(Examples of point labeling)
-------
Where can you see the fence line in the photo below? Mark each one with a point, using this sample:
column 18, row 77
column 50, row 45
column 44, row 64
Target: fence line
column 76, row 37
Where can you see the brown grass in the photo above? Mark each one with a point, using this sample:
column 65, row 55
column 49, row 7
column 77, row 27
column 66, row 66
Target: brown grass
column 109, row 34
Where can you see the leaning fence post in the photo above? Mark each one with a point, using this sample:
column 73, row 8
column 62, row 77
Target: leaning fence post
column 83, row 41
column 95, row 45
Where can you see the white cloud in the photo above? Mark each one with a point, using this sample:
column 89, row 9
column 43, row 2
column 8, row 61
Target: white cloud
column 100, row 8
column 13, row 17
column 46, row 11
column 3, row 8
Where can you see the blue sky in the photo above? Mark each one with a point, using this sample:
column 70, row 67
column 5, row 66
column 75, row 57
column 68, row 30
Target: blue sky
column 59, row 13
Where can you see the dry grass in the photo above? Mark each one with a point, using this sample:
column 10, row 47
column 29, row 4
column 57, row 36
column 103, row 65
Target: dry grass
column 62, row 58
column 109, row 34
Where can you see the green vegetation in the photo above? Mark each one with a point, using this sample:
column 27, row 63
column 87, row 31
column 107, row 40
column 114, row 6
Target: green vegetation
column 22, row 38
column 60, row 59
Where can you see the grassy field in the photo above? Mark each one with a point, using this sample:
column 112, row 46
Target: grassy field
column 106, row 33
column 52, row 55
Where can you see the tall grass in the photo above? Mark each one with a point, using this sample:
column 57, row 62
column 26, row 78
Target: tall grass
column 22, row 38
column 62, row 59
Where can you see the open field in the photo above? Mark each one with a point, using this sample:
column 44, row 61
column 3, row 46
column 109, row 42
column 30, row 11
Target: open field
-------
Directions »
Reproduce the entire listing above line for line, with no changes.

Output for this exercise »
Where can you see the fence line in the photo below? Mark each one with a point, using this sample:
column 18, row 77
column 50, row 45
column 44, row 64
Target: fence line
column 76, row 37
Where can you see the brown grass in the photo above? Mark each one with a point, using this sample:
column 65, row 55
column 49, row 7
column 77, row 27
column 66, row 66
Target: brown grass
column 109, row 34
Where can you see the leaning fence post in the photo above? Mark each one with a point, using this sample:
column 73, row 8
column 62, row 77
Target: leaning fence post
column 83, row 41
column 95, row 45
Where can you see the white cloud in the photo above? Mark each one with a point, using this sample:
column 89, row 9
column 43, row 2
column 8, row 61
Target: white cloud
column 100, row 8
column 13, row 17
column 46, row 11
column 3, row 8
Where can you see the blue sky in the photo above? Mark each one with a point, using this sample:
column 70, row 67
column 5, row 66
column 75, row 57
column 68, row 30
Target: blue sky
column 59, row 13
Where can you see the dry grass in the photo above? Mark each one with a point, using this sample:
column 10, row 47
column 29, row 4
column 57, row 36
column 103, row 65
Target: dry grass
column 62, row 58
column 109, row 34
Where can you see the green vegetation in the photo above? Mark each one with a point, using this sample:
column 27, row 63
column 87, row 31
column 107, row 40
column 114, row 6
Target: green vegetation
column 22, row 38
column 60, row 59
Where can you see the grassy field in the photo above? Mark each one with a point, using this sample:
column 112, row 46
Target: grassy field
column 106, row 33
column 52, row 55
Where can you see the tall grass in the photo above? Mark each one with a point, using this sample:
column 57, row 62
column 26, row 78
Target: tall grass
column 22, row 38
column 62, row 59
Where can you see the open field in the photo above? Mark each one with a point, using this sample:
column 44, row 61
column 3, row 46
column 109, row 42
column 30, row 11
Target: open field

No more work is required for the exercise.